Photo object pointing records
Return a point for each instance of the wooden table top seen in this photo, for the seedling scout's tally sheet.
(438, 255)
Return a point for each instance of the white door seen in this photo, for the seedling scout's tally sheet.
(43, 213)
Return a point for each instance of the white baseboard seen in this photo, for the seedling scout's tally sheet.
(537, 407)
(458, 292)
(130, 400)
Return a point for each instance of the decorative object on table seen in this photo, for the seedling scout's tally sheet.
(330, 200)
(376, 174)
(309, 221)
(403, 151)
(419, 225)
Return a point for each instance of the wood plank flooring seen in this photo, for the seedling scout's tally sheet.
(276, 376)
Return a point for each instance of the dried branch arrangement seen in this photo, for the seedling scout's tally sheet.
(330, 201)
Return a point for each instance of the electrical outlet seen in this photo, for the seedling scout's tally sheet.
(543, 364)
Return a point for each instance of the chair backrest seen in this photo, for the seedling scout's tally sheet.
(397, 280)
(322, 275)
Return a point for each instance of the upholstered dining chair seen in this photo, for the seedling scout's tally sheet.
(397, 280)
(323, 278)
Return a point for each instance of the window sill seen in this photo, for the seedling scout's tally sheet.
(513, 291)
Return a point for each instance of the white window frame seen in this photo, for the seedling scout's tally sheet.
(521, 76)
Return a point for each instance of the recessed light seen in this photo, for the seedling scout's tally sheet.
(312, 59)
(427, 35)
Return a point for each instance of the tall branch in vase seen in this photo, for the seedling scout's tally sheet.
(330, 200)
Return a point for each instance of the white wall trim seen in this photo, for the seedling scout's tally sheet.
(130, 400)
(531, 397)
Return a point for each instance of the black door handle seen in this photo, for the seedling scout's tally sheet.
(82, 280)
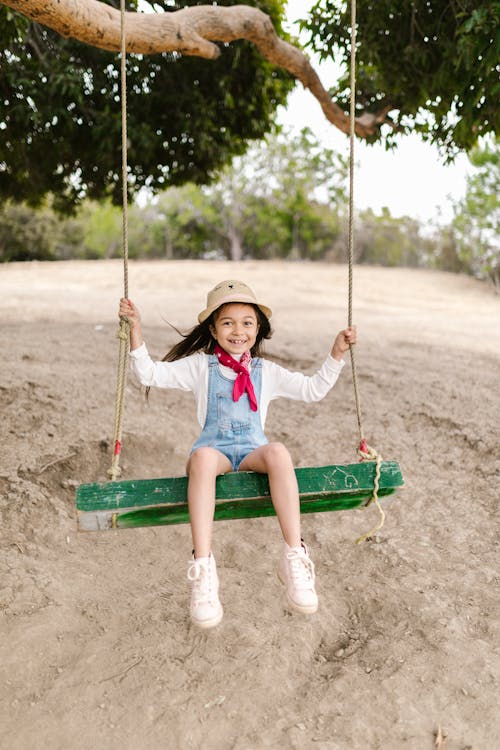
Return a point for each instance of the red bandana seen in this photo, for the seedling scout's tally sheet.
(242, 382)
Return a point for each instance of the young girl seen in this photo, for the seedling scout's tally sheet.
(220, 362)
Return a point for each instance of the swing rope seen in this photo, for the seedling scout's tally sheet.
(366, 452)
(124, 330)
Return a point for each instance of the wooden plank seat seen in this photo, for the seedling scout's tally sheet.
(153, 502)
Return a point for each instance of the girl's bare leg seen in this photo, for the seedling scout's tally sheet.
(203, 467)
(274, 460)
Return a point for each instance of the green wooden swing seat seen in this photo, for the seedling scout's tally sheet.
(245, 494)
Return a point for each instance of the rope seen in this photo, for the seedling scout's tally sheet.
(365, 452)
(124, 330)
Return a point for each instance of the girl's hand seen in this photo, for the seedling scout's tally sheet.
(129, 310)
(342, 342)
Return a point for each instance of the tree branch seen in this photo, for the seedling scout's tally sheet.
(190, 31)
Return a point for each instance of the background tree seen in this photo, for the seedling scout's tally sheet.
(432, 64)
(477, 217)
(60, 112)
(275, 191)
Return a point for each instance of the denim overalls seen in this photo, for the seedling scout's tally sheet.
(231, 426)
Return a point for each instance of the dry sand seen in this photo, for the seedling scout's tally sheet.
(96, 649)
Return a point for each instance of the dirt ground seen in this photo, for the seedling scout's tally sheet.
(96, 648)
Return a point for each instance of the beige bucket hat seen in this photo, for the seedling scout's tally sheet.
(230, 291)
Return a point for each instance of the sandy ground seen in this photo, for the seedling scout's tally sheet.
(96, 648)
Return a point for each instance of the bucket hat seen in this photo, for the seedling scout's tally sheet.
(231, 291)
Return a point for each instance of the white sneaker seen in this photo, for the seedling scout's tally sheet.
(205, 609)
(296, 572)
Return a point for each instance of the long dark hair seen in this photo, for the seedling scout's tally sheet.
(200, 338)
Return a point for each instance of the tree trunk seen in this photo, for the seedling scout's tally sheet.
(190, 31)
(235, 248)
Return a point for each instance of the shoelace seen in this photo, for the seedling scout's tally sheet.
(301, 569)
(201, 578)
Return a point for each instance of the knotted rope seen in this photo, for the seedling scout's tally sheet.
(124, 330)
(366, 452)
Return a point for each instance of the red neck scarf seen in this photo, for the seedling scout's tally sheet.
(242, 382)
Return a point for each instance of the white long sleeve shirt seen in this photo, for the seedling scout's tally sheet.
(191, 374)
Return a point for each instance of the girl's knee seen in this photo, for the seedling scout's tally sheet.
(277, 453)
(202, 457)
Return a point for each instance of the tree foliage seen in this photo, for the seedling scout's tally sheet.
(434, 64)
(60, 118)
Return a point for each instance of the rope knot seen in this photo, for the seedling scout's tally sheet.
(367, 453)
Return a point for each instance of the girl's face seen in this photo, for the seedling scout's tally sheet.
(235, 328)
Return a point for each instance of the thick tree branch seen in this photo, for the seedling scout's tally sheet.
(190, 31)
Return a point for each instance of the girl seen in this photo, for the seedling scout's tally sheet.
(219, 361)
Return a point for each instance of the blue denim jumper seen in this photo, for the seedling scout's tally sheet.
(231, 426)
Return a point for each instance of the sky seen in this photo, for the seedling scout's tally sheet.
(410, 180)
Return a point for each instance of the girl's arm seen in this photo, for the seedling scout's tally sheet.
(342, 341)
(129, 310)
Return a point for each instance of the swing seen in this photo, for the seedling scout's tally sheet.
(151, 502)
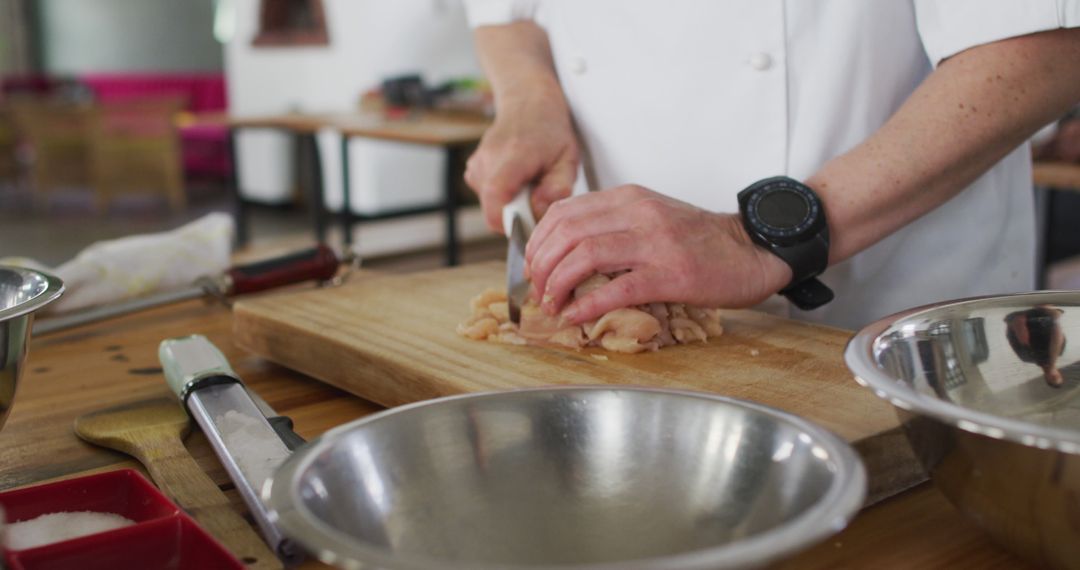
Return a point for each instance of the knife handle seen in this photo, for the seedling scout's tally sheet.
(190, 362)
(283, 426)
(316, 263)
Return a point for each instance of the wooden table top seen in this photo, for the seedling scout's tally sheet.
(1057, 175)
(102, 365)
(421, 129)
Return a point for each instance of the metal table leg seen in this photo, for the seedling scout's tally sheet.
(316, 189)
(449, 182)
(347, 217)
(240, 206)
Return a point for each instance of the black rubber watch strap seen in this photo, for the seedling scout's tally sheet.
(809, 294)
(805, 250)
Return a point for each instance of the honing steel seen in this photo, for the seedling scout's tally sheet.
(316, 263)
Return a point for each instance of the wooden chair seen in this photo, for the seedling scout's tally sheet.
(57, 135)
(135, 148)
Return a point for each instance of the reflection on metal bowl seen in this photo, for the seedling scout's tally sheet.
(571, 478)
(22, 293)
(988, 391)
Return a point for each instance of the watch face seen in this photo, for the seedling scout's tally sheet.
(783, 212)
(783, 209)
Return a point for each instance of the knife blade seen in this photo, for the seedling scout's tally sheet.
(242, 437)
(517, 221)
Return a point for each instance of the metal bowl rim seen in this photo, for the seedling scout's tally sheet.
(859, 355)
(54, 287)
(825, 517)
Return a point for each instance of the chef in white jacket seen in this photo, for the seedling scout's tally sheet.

▶ Task directions: Write out the lines above from the one containing "Return a point for each instance of the watch" through the last, exactly as they are.

▶ Exercise output:
Return a point for each instance of the watch face seen in this photo, for the seedling scout's tally sheet.
(783, 212)
(783, 209)
Return a point for each instance of the knife blade seen in this photo, for the seedling scout's tally sheet.
(242, 437)
(517, 221)
Return a point for each instance of the metal bowl rim seen in this photo, for the seedling scout's tally sheet.
(859, 355)
(54, 287)
(825, 517)
Return a point for each instance of the chef in white jacket seen in this photo, for the seedling scout's tally sheet.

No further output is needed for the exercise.